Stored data
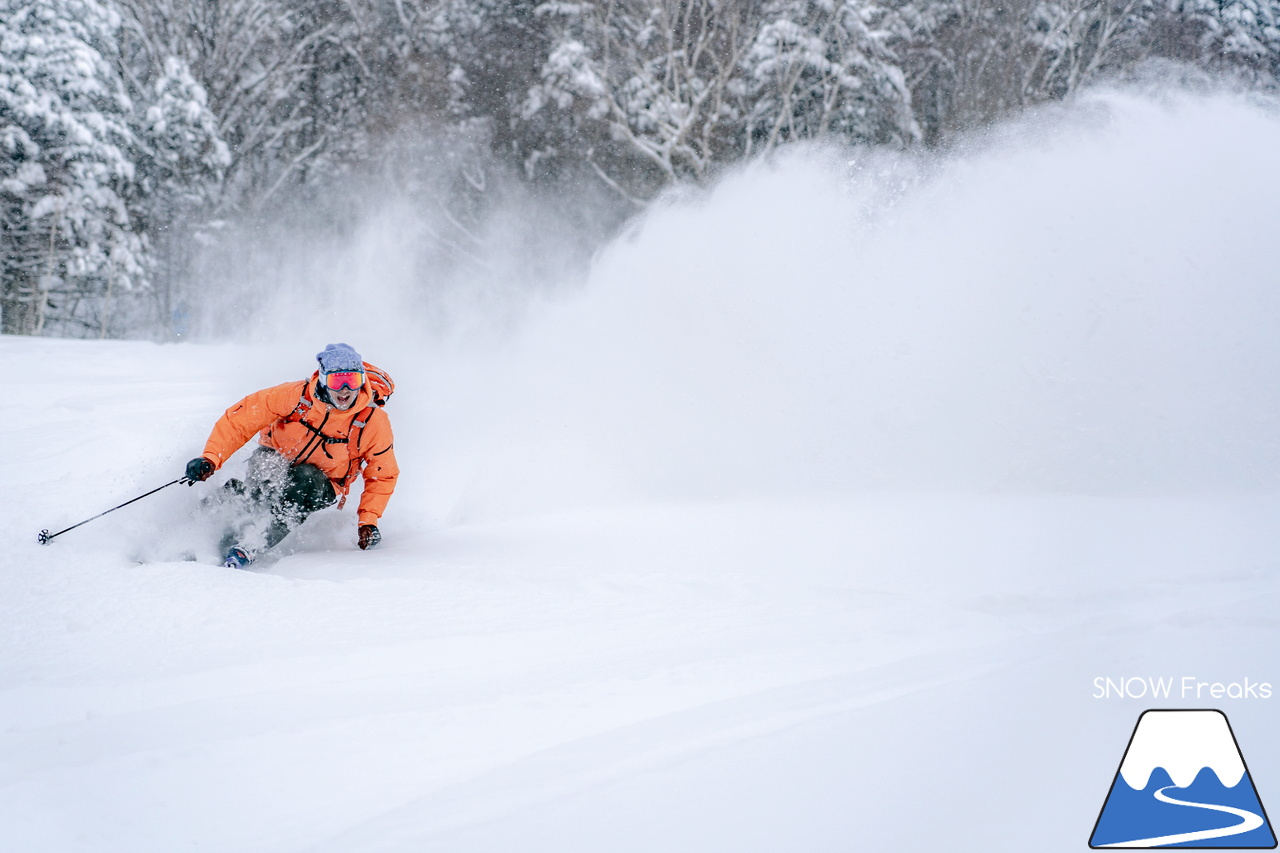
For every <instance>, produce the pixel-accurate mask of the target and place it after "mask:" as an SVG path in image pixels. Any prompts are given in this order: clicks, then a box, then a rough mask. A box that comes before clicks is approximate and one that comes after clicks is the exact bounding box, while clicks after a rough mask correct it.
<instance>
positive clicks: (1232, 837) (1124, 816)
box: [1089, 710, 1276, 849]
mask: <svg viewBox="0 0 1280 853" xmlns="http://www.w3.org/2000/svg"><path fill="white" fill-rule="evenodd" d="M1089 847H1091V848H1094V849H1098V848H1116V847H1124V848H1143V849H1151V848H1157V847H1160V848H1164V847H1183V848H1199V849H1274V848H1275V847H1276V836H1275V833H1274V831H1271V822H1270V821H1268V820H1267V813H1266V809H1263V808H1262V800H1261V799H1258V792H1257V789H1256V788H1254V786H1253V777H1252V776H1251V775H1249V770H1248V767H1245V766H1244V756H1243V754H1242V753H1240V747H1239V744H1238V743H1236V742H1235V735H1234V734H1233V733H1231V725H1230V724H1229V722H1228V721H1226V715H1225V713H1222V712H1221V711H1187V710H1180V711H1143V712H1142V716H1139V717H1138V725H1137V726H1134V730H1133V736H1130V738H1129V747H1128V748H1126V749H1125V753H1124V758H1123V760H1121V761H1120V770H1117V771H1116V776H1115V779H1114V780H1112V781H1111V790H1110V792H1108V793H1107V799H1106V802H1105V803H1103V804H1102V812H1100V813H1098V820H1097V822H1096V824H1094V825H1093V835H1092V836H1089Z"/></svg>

→ TASK TO COMPLETE: Restate the data above word for word. Skip every picture.

→ SOLUTION FOR THIS EXERCISE:
For every <instance>, produce the pixel-accurate mask of the target and place it after "mask:" as an SVG path in image pixels. Any prompts are given in this order: clicks, then a box, then a rough mask. A box that comes before clicks is approximate and one that comes after clicks is the exact bounding box, while clicks after a rough mask correct it.
<instance>
positive clicks: (1232, 837) (1124, 816)
box: [1089, 710, 1276, 849]
mask: <svg viewBox="0 0 1280 853" xmlns="http://www.w3.org/2000/svg"><path fill="white" fill-rule="evenodd" d="M1089 847H1091V848H1094V849H1098V848H1116V847H1124V848H1143V849H1151V848H1157V847H1160V848H1164V847H1183V848H1199V849H1274V848H1275V847H1276V836H1275V833H1274V831H1271V822H1270V821H1268V820H1267V813H1266V809H1263V808H1262V800H1261V799H1258V792H1257V789H1256V788H1254V786H1253V777H1252V776H1251V775H1249V770H1248V767H1245V766H1244V756H1243V754H1242V753H1240V747H1239V744H1238V743H1236V742H1235V735H1234V734H1233V733H1231V725H1230V724H1229V722H1228V721H1226V715H1225V713H1222V712H1221V711H1187V710H1180V711H1143V712H1142V716H1139V717H1138V725H1137V726H1134V730H1133V736H1130V738H1129V747H1128V748H1126V749H1125V753H1124V758H1123V760H1121V761H1120V770H1117V771H1116V776H1115V779H1114V780H1112V781H1111V790H1110V792H1108V793H1107V799H1106V802H1105V803H1103V804H1102V812H1100V813H1098V820H1097V822H1096V824H1094V825H1093V835H1092V836H1089Z"/></svg>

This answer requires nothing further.